* Exercise task:
Rewrite everything from the line containing "of the tall" down to the end of the records, keeping the requests, and offset every bounding-box coordinate in the answers by adding 8 to it.

────────────────────

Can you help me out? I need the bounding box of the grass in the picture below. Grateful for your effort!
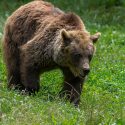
[0,0,125,125]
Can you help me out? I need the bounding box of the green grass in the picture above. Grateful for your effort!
[0,0,125,125]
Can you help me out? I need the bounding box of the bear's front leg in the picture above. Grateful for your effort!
[60,69,84,106]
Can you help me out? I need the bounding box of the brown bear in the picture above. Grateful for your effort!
[3,1,100,105]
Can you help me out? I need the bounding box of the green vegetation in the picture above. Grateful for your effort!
[0,0,125,125]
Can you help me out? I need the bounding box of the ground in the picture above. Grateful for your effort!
[0,1,125,125]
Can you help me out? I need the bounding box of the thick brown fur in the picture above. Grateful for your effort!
[3,1,99,104]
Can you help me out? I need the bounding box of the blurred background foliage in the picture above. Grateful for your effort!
[0,0,125,30]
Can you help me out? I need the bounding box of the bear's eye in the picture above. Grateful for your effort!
[72,53,82,61]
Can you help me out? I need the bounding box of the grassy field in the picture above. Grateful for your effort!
[0,0,125,125]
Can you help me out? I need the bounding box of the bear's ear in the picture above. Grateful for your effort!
[90,32,101,43]
[61,29,71,45]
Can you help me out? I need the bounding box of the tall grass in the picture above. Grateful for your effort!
[0,0,125,125]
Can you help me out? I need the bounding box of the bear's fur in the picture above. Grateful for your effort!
[3,1,100,104]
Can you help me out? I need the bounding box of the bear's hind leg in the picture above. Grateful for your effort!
[20,62,40,94]
[3,42,23,90]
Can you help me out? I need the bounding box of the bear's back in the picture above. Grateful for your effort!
[5,1,63,45]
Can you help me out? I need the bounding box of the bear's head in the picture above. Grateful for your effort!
[54,29,101,77]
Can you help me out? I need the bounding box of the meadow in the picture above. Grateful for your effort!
[0,0,125,125]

────────────────────

* Final result:
Can you help me out? I need the bounding box of the tall grass in the picture above. Grateful for your effort!
[8,8,133,133]
Can you help me out? I need the bounding box of the bear's fur in the picture above. Grateful for your effort!
[11,9,108,112]
Can you help me out? I need the bounding box of the bear's hind leg in the picture above. Grateful for your effort!
[28,70,48,102]
[11,50,31,98]
Can you help me out? I need the bounding box of the bear's back in the picture above. Grateful for your effort!
[13,9,71,53]
Can you help me out? I need the bounding box of the bear's head in the picture above. Grateful for your effort!
[62,37,109,85]
Can you help me out? I need the bounding box of the meadow in the picture above. Grateful for your effort!
[8,8,133,133]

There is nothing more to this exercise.